_YOUR GOAL_
The records that follow must be reproduced in full, exactly as written.
**** AVAILABLE DATA
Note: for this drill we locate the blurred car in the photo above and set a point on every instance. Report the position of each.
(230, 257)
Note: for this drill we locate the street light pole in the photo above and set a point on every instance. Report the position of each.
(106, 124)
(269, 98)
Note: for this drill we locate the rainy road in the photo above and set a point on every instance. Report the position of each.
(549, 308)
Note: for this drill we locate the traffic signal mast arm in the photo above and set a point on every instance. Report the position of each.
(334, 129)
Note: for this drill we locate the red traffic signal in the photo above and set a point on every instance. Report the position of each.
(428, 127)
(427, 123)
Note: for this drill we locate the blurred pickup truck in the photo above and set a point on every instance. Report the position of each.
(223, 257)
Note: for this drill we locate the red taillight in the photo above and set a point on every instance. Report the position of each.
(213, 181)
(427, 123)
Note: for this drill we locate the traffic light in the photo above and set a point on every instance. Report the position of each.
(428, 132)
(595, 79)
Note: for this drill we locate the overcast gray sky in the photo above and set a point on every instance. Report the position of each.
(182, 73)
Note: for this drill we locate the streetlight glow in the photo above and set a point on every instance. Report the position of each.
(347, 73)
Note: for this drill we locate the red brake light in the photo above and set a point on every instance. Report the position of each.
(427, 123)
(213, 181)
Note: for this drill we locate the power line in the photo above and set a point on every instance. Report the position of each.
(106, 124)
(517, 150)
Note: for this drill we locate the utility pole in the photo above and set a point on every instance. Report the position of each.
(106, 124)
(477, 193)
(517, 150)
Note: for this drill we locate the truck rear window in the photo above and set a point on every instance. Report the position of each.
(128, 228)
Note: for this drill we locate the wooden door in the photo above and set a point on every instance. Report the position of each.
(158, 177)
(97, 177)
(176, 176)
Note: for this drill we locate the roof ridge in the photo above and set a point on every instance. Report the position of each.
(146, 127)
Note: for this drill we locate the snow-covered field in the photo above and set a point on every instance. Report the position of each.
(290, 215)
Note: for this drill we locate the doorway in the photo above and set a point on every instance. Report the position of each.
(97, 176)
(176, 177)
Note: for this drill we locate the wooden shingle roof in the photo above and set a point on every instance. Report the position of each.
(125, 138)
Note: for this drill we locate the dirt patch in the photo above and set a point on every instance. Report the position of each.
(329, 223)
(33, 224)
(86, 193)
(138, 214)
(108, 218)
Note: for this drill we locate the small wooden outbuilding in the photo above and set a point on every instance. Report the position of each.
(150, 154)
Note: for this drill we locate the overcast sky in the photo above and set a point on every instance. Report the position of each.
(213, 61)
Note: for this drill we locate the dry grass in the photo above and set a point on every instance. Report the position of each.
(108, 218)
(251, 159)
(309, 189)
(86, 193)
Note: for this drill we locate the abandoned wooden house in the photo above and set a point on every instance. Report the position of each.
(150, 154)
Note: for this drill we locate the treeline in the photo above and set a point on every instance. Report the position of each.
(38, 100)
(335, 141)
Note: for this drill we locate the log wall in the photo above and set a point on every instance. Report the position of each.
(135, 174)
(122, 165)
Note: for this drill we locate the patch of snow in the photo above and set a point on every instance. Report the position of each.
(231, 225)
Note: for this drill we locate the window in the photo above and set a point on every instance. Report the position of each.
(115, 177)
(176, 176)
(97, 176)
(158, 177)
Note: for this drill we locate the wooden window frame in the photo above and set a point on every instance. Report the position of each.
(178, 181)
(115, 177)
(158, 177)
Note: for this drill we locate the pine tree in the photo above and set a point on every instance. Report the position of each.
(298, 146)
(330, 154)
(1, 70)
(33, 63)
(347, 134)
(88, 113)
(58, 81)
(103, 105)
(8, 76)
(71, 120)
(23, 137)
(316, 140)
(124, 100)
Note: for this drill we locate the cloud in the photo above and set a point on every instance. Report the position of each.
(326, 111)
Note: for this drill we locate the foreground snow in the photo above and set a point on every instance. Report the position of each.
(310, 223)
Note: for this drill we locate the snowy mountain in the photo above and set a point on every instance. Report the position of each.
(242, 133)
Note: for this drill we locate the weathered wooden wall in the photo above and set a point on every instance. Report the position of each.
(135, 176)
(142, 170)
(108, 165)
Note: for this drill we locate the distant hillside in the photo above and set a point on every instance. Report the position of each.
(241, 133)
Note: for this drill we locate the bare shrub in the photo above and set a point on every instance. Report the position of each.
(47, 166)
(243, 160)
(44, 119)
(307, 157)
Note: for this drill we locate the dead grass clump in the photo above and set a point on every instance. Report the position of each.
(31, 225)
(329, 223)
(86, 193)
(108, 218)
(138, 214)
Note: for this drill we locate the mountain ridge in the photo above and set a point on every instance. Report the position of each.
********
_TASK RESPONSE_
Note: for this drill we locate the blurred car in the photo above and set a point on every instance. Report the position of each.
(230, 257)
Note: for this drill we locate the street light pole in the photo above and set a point on every instance. Report the position of each.
(106, 124)
(269, 98)
Note: for this drill we locate the rainy road in the photo above and set a point on every instance. Report the position of each.
(549, 308)
Note: for this drill we locate the traffic signal mast arm in the photo above and set a point on every instance. Report the position of each.
(334, 129)
Note: for this drill we locate the red traffic signal in the photo above and set a point on every instance. Report the position of each.
(428, 127)
(427, 123)
Note: for this drill we locate the blurred pickup truck in the photo above and set a point on every instance. Report the position of each.
(223, 257)
Note: for this drill we locate the red taillight in the photo above and set a point on every instance. Report the position of each.
(213, 181)
(427, 123)
Note: for this drill we locate the traffic light in the photo above and set a point on every instance. Report the position of each.
(428, 132)
(595, 79)
Note: for this drill we locate the overcast gray sky in the photo above and set a point on every instance. Report the position of each.
(182, 73)
Note: for this drill we locate the streetlight glow in the photo above and set a point on every instance. Report the position of each.
(347, 73)
Note: for this drill we locate the red brake light in the photo above and set a point on every instance. Report the position of each.
(427, 123)
(213, 181)
Note: for this drill we locate the power line in the photo above and set a point on every instance. Report the position of each.
(106, 124)
(517, 150)
Note: for this drill we locate the utility pole in the photo above and set a point on every instance. Report the position of each.
(106, 124)
(477, 193)
(517, 150)
Note: for this drill we locate the truck rear window in the photo above and set a point on every instance. Report the position of each.
(128, 228)
Note: for this drill we locate the wooden door in the photo above and set a point on every instance. Report the position of each.
(158, 177)
(97, 177)
(176, 176)
Note: for this drill we locate the roof ridge in the photo above and set a point on every instance. Report the position of each.
(146, 127)
Note: for this drill we locate the snow-covered field in the photo above and set a point on every instance. Report the position of each.
(290, 215)
Note: for this drill we locate the doorway in the photo above and set a point on every instance. Report the position of each.
(97, 176)
(176, 177)
Note: for this drill we locate the wooden shingle roof in the photo above and set a point on every instance. Report the position of each.
(125, 138)
Note: for this drill we locate the dirt patch in the photo above and set a point on every instance. Report the position of each.
(329, 223)
(33, 224)
(86, 193)
(138, 214)
(108, 218)
Note: for this drill we locate the small wooden outbuilding in the photo above and set a point on every instance. Report the position of each.
(150, 154)
Note: for this drill we locate the overcast sky in the photo above and set a point on every instance. Report the position of each.
(213, 61)
Note: for this drill we locate the dry grass in the photo above and set a point on every instance. Report the position of each.
(108, 218)
(251, 159)
(309, 189)
(86, 193)
Note: for this drill we locate the abandoned wooden house in the photo above and set a point on every instance. Report the position of each.
(150, 154)
Note: for this drill we locate the treeline in the photo above and set a point on every instance. Report the position of each.
(38, 100)
(335, 141)
Note: for this drill we locate the log wall in the photo above and set a point on every instance. Report the position of each.
(135, 174)
(122, 165)
Note: for this drill we locate the patch of snow in the photo above and set a point on every instance. Report the position of each.
(231, 225)
Note: for this drill we locate the window in the photo above and set a point on every instance. Report the position of each.
(115, 177)
(176, 176)
(97, 176)
(158, 177)
Note: for this drill we locate the wooden window frame in the photo above and set a point on every instance. Report the position of each.
(178, 181)
(115, 177)
(158, 177)
Note: for this drill we locate the pine tree in the photo above and set a point on every instance. Report the position of each.
(298, 146)
(330, 154)
(1, 70)
(33, 63)
(347, 134)
(88, 113)
(58, 81)
(103, 105)
(8, 76)
(71, 120)
(23, 137)
(316, 140)
(124, 100)
Note: for this drill we locate the cloud in the photo above and set a point on every instance. Report the position of each.
(326, 111)
Note: for this drill we locate the foreground snow in the photo above and set a point on every instance. Report the position of each.
(310, 223)
Note: for this drill we locate the snowy mountain in the photo above and set a point on every instance. Report the position of each.
(242, 133)
Note: for this drill we locate the weathered wooden wall in the photo above and set a point on every instance. Report the position of each.
(135, 176)
(142, 170)
(108, 165)
Note: for this drill we locate the distant hillside in the photo above and set a point on every instance. Report the position of each.
(241, 133)
Note: for this drill we locate the bare shrub in the photo above and set a point on every instance. Report the position of each.
(47, 166)
(243, 160)
(44, 119)
(307, 157)
Note: for this drill we locate the dead grass clump in the photo above and set a point on every instance. Report the position of each.
(31, 225)
(329, 223)
(86, 193)
(108, 218)
(138, 214)
Note: for this drill we locate the mountain ridge in the photo above and set a point on every instance. Report the position of each.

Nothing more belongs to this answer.